**TASK ITEM**: From the data that follows, print exactly the lines starting at the one containing "Every instance of the dark" and ending at the one containing "pixel 264 579"; include both of them and nothing more.

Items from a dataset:
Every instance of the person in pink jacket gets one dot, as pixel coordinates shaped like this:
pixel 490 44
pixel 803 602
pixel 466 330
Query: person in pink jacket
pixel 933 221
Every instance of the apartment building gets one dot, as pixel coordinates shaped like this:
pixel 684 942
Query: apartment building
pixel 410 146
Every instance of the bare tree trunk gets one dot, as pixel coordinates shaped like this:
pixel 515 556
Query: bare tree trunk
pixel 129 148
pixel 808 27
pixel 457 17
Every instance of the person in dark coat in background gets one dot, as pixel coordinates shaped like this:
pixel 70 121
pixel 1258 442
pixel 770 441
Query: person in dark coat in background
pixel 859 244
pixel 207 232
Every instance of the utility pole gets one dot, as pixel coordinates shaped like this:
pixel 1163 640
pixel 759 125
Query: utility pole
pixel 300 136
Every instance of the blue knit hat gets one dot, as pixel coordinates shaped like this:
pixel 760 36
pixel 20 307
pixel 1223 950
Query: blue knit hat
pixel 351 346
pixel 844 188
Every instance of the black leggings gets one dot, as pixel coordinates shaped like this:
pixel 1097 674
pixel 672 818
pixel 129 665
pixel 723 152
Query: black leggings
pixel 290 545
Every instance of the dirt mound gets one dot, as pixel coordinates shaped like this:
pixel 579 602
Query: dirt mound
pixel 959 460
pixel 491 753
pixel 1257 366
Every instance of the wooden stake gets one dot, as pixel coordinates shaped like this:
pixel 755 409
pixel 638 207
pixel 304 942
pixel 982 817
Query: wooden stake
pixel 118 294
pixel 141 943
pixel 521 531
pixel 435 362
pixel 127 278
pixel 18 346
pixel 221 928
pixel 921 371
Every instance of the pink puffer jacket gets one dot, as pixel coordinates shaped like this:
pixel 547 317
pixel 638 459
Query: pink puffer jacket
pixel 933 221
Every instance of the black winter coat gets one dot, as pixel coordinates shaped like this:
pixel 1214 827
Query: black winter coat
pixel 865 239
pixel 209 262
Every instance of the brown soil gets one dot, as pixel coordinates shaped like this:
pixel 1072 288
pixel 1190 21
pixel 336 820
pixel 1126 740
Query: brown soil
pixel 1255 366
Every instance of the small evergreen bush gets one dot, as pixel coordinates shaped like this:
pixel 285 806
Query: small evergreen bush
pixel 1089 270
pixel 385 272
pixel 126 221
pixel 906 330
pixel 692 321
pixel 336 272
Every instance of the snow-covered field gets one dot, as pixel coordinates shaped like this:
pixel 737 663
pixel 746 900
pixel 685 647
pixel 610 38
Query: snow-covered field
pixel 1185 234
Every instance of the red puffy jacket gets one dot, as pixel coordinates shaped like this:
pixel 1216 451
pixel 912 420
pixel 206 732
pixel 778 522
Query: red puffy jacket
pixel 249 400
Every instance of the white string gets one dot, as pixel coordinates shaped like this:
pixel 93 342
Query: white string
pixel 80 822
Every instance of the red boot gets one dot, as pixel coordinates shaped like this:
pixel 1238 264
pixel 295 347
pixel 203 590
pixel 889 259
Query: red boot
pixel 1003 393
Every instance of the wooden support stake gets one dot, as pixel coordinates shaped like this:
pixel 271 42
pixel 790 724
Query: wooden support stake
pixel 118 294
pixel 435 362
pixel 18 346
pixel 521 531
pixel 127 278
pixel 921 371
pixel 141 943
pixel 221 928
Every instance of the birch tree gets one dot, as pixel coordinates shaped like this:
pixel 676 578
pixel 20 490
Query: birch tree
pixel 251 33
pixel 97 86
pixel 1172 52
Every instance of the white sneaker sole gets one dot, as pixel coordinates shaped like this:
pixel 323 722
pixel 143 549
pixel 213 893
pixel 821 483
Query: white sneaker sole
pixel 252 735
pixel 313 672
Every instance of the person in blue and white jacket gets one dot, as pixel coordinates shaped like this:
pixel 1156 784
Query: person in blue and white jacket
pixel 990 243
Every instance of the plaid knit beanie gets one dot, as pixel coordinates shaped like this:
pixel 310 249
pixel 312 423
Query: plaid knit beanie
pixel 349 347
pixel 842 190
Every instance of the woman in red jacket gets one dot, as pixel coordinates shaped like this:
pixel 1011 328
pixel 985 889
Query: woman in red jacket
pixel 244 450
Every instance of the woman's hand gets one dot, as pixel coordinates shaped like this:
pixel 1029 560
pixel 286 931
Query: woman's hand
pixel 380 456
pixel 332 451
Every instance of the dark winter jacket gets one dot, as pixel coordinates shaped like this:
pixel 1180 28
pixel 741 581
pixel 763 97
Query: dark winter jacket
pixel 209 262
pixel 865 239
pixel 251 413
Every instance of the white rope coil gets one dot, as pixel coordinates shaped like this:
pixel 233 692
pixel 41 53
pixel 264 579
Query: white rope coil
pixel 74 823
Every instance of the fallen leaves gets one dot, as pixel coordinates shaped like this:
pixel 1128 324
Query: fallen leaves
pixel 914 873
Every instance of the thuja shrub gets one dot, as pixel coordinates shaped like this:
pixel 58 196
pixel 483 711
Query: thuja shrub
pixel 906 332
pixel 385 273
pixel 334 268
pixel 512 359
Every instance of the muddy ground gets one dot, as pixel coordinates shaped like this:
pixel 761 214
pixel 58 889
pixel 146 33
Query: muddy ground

**EXERCISE ANSWER**:
Every instance of the dark winter jacket gets one dot, as pixel coordinates shaped like this:
pixel 1180 28
pixel 741 581
pixel 763 97
Query: dark winter jacket
pixel 209 262
pixel 865 239
pixel 251 413
Every instance of the white rope coil gets one dot, as pixel coordinates shaped like this:
pixel 233 692
pixel 41 53
pixel 264 579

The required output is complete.